*Activity:* Reproduce each entry exactly.

*Given records:*
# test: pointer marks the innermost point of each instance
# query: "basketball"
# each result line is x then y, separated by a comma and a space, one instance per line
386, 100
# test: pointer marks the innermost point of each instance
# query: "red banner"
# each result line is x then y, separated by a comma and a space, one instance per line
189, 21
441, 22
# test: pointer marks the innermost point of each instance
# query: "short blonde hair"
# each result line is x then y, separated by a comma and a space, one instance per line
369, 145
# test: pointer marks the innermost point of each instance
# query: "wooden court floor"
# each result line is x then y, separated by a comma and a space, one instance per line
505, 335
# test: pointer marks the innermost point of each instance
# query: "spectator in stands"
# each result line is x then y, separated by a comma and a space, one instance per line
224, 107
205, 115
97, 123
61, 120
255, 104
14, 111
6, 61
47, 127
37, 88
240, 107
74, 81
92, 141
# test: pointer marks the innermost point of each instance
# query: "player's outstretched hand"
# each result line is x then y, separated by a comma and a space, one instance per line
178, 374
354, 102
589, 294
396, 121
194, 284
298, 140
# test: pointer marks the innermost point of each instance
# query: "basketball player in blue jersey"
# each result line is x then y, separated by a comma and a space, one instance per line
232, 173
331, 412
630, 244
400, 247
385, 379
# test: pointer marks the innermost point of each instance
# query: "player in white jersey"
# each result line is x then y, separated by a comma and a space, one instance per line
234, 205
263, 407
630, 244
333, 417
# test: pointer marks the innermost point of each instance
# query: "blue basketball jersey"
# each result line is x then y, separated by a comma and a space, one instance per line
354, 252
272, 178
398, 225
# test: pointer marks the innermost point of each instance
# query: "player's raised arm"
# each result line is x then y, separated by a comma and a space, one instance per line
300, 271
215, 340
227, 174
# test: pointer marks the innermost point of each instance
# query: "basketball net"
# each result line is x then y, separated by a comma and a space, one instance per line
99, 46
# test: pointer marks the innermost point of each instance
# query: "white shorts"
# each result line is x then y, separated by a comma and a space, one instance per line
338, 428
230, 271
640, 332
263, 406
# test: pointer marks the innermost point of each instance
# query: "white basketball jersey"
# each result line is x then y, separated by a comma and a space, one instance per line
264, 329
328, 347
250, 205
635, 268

*Finished exercise:*
# test: pointer marks the innermost point of each instance
# query: "basketball"
# each result line is x then y, separated by a comma and a space, one instance per line
386, 100
# test: pointer marks the innermost point of each instance
# query: "red banner"
# each result line is x then y, separated by a comma and a space, one instance per line
189, 21
441, 22
# test: pointer marks the innermost point of each instance
# query: "short blonde hair"
# each result line is x then y, separated by a comma and a space, one instance per line
369, 145
# test: pointer marks the innermost point of each instance
# query: "wooden court floor"
# each result line is x then y, separated by a comma and a space, one instance per line
505, 335
# test: pointer marks the innermost point of each instance
# query: "spectator in stands"
# each result line is x then y, separated by a comma and a space, one instance per line
224, 107
205, 115
97, 123
61, 120
255, 104
14, 111
6, 61
47, 127
37, 88
240, 107
74, 81
92, 141
# test: pointer marks the innermost point of each instance
# query: "player's outstretched hand"
# each result line is x then y, separated by a comma and a space, one instance per line
178, 374
354, 102
589, 294
396, 121
194, 284
298, 140
# test: pointer marks the innermost point of each instance
# query: "basketball player in blue jersey"
# each result line is x then y, separated by a comma and a space, one instance per line
232, 173
331, 412
630, 244
400, 247
385, 379
# test: pointer marks the innermost point of each instance
# query: "player in white jersey"
# each result line is x then y, separated by a comma and a space, one instance per line
234, 205
263, 407
630, 244
333, 417
# test: pointer marks the innermost point of each instance
# query: "blue basketball jersey"
# each result line is x then y, separated by a comma and a space, one instance per line
354, 252
272, 178
398, 225
# test: pointer marks the innermost point of each instance
# query: "player's raised arm"
# each result line is x then y, separated by a comma and a space, one instance per line
300, 271
215, 340
227, 174
# test: pointer marks the innermost point of each instance
# query: "basketball net"
# each result line is x then y, separated by a comma and a space, one instance per line
99, 46
# test: pointer marks the innermost point of each instance
# query: "white shorts"
# each result line is x then y, separated by a comma and a space, one instance per line
338, 428
230, 271
640, 332
263, 406
# test: pointer marks the innermost point of each instance
# query: "white basketball jersey"
# each result line is x then y, separated by a comma and a space, one instance per line
264, 329
328, 347
250, 205
635, 268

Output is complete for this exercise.